Copy out every line of the material below exactly as it appears, but omit the picture placeholders.

Supplied data:
-.-.-
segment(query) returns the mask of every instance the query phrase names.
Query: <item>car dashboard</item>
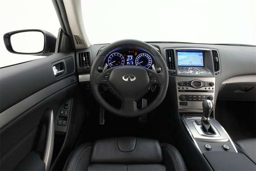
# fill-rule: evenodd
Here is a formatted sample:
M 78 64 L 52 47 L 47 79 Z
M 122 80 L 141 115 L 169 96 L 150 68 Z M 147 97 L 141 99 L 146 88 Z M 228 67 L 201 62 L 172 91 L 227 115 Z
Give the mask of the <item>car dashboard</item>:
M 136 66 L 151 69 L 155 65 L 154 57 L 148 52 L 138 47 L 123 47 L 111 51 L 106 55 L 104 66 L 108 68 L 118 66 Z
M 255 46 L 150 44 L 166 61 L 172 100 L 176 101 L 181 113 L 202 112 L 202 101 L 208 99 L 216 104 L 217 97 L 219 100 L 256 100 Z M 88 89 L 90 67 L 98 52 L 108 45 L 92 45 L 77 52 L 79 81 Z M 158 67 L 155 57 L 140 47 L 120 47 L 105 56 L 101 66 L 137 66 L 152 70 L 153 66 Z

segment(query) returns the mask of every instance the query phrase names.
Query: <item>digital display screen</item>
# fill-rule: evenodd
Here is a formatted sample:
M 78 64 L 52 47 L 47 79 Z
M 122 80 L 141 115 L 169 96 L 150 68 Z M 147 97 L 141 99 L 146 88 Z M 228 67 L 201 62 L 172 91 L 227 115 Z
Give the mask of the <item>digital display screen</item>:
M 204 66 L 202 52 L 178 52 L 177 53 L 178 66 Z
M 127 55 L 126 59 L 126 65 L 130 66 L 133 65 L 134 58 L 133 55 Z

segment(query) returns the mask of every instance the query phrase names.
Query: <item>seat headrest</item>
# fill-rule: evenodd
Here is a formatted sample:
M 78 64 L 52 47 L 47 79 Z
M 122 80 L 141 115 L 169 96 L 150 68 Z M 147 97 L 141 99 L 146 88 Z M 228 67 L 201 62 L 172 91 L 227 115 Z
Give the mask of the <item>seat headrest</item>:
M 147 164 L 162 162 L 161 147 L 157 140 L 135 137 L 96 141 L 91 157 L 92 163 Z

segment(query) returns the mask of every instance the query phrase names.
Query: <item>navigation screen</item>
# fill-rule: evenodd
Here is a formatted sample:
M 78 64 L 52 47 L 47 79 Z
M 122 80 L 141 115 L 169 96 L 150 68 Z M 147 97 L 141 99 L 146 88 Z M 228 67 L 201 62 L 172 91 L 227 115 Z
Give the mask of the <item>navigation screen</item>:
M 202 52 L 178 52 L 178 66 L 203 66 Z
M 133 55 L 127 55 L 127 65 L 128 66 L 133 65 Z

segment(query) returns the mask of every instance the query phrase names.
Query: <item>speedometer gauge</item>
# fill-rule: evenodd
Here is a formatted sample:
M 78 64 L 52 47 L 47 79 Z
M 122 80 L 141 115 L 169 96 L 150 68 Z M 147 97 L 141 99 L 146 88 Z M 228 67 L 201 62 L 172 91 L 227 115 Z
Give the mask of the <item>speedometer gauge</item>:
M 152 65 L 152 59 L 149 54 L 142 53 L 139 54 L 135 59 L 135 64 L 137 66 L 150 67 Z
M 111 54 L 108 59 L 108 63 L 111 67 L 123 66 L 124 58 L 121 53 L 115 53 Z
-.-.-
Output below:
segment(query) returns the mask of every instance the query phrase names.
Query: <item>car dashboard</item>
# fill-rule: evenodd
Here is a formatted sample:
M 78 64 L 52 47 L 47 79 Z
M 122 80 L 141 115 L 169 96 L 150 68 Z M 147 97 L 141 99 L 146 88 Z M 228 67 L 201 62 L 172 91 L 227 115 Z
Give the mask of the <item>car dashboard</item>:
M 136 66 L 151 69 L 155 65 L 154 57 L 148 52 L 138 47 L 123 47 L 111 51 L 106 55 L 104 66 L 108 68 L 118 66 Z
M 255 46 L 150 44 L 166 61 L 172 100 L 176 101 L 181 113 L 202 112 L 202 101 L 208 99 L 216 104 L 217 97 L 219 100 L 256 100 Z M 88 89 L 90 67 L 98 52 L 108 45 L 92 45 L 77 52 L 79 81 Z M 158 67 L 155 57 L 140 47 L 120 47 L 105 56 L 101 66 L 137 66 L 152 70 L 153 66 Z

segment(query) returns the mask of every instance the query phrase names.
Query: <item>digital display screen</item>
# fill-rule: evenodd
Here is a formatted sample:
M 78 64 L 52 47 L 47 79 Z
M 122 80 L 141 115 L 169 96 L 150 68 Z M 147 97 L 141 99 L 146 88 Z M 228 67 L 201 62 L 172 91 L 227 115 Z
Give the mask of the <item>digital display screen</item>:
M 204 66 L 202 52 L 178 52 L 177 53 L 178 66 Z
M 127 55 L 126 59 L 126 65 L 130 66 L 133 65 L 134 58 L 133 55 Z

segment(query) returns the mask of every instance the query phrase names.
Query: <item>seat headrest</item>
# fill-rule: evenodd
Here is a formatted sample:
M 78 64 L 52 47 L 47 79 Z
M 122 80 L 141 115 L 169 96 L 150 68 Z M 147 97 L 141 99 L 146 88 Z M 228 67 L 201 62 L 172 91 L 227 115 Z
Give the mask of the <item>seat headrest</item>:
M 147 164 L 162 162 L 161 147 L 157 140 L 135 137 L 96 141 L 91 157 L 92 163 Z

segment(query) returns the mask of every instance the query phrase names.
Query: <item>navigation screen</item>
# fill-rule: evenodd
Here is a formatted sample:
M 78 64 L 52 47 L 47 79 Z
M 122 80 L 141 115 L 169 96 L 150 68 Z M 147 97 L 141 99 L 146 88 Z M 228 67 L 201 62 L 172 91 L 227 115 Z
Give the mask of the <item>navigation screen</item>:
M 202 52 L 178 52 L 178 66 L 203 66 Z
M 133 55 L 127 55 L 127 65 L 128 66 L 133 65 Z

segment(query) returns the mask of every instance the query phrase names.
Query: <item>speedometer gauge</item>
# fill-rule: evenodd
Here is a formatted sample:
M 78 64 L 52 47 L 47 79 Z
M 122 80 L 141 115 L 169 96 L 150 68 Z M 147 97 L 141 99 L 146 88 Z M 228 67 L 201 62 L 172 91 L 227 115 Z
Give the mask of the <item>speedometer gauge</item>:
M 152 65 L 152 59 L 149 54 L 142 53 L 139 54 L 135 59 L 135 64 L 137 66 L 150 67 Z
M 111 54 L 108 59 L 108 63 L 111 67 L 123 66 L 124 58 L 121 53 L 115 53 Z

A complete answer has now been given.